#### [Explore the material]
(a) Can you echo everything from "These are all" down to "patent loss risks." in the Merck text?
(b) Answer these about the Merck text, one per line:
(i) By what percentage did Keytruda sales rise year over year in the second quarter of 2024?
(ii) In what year does Merck face patent loss of Keytruda?
(iii) By how much has MRK raised its dividend over the past ten years?
(c) Could you condense the paragraph of the Merck text that begins "Due to all of these efforts" into a short bulleted list that keeps its main facts?

#### [Text block]
•••••

The company’s reliance on its flagship drug ‘Keytruda’ also contributed to this decline. Although Keytruda sales increased by 16% YoY in the second quarter of 2024, the company’s reliance on just one drug was another cause for concern for investors.
These are all concerns for the company, but if we zoom out and look at the most likely long-term scenario, things look good for Merck:
The Opportunity:
Broadening Horizons
The company's upbeat Gardasil comments are backed by positive developments. The vaccine recently gained approval for use on males, which obviously doubles its target population and reinforces its long-term growth prospects in the Asia region.
One reason why the market is reacting so sensitively to the Gardasil news is that Merck is facing patent loss of its key drug, Keytruda, in 2028. In 4Q24 alone, this drug generated $7.8 Billion in sales, 21% more that 4Q23. This also marks the third consecutive year of greater than 20% growth, an extremely impressive number.
Strong Pipeline
Like all of its peers who face patent losses, Merck is investing in its pipeline and rolling out new products to soften patent loss risks.
Merck said in the most recent earnings call that they see positive tailwinds in the near future. These include the FDA's approval of Clesrovimab, an antibody designed to protect infants from RSV (Respiratory Syncytial Virus), and positive trial results for a more convenient administration method for cancer patients.
The company's HIV treatment portfolio also saw progress, and they saw positive outcomes in the ZENITH trial for their pulmonary arterial hypertension drug.
Due to all of these efforts, the company has around 20 potential blockbuster drugs and tripled it’s late-stage developments over the past three years. This pipeline offers $50 Billion in potential annual sales. While we still don’t know how many of these drugs will make it to the market, it's certainly a good foundation for the next few years.
Dedication to Rewarding Shareholders
Merck has a history of consistent dividend growth and buybacks. Over the past ten years, MRK has bought back roughly 11% of its shares and hiked its dividend by 80%.

•••••

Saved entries
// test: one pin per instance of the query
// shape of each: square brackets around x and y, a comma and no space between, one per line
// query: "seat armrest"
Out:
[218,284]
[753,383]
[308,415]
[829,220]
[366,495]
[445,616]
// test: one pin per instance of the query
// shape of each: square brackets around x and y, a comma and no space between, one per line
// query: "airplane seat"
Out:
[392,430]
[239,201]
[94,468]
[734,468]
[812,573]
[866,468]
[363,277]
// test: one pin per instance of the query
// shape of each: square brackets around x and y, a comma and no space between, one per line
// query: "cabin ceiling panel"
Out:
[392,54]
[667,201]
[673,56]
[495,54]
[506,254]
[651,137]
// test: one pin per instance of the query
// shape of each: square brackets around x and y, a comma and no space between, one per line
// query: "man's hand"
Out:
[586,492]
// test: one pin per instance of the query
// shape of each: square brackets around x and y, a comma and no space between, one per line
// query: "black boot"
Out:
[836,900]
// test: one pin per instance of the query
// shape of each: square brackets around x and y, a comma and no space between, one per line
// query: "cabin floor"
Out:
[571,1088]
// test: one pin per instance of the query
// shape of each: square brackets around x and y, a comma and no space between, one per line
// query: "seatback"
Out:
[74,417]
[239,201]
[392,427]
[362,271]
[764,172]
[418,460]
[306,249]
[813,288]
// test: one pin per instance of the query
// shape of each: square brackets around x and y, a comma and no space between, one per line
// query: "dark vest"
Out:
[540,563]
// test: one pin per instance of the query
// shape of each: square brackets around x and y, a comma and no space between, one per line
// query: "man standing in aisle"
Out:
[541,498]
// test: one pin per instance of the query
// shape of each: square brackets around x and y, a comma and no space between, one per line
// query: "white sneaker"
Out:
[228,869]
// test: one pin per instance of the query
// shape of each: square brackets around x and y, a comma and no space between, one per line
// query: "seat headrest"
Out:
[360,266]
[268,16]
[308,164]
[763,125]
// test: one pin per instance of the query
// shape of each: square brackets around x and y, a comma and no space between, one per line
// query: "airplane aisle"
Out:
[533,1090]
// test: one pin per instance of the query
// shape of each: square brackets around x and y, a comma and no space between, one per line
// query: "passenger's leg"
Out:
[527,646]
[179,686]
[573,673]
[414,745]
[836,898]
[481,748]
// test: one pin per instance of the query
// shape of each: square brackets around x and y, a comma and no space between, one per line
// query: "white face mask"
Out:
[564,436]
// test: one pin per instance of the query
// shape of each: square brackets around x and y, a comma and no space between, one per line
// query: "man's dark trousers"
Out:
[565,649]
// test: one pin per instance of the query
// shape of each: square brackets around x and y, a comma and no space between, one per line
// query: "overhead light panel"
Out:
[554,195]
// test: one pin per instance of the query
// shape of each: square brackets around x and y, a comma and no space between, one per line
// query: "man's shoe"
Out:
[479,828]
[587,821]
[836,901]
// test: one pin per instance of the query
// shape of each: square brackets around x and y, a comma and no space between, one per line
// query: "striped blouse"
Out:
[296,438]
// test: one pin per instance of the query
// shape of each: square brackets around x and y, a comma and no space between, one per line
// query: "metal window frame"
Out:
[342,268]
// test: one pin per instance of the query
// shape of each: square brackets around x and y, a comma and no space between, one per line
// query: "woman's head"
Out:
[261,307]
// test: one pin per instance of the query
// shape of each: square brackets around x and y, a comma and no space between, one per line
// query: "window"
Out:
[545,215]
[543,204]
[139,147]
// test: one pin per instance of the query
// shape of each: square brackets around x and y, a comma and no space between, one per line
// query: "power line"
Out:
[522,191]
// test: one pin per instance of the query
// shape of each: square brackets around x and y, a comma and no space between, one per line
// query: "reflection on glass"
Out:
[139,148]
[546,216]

•••••

#### [Solutions to each task]
(a)
These are all concerns for the company, but if we zoom out and look at the most likely long-term scenario, things look good for Merck:
The Opportunity:
Broadening Horizons
The company's upbeat Gardasil comments are backed by positive developments. The vaccine recently gained approval for use on males, which obviously doubles its target population and reinforces its long-term growth prospects in the Asia region.
One reason why the market is reacting so sensitively to the Gardasil news is that Merck is facing patent loss of its key drug, Keytruda, in 2028. In 4Q24 alone, this drug generated $7.8 Billion in sales, 21% more that 4Q23. This also marks the third consecutive year of greater than 20% growth, an extremely impressive number.
Strong Pipeline
Like all of its peers who face patent losses, Merck is investing in its pipeline and rolling out new products to soften patent loss risks.

(b)
(i) 16%
(ii) 2028
(iii) 80%

(c)
- Merck has around 20 potential blockbuster drugs.
- It tripled its late-stage developments over the past three years.
- The pipeline offers $50 billion in potential annual sales.
- It is unknown how many of these drugs will reach the market, but the pipeline is a good foundation for the next few years.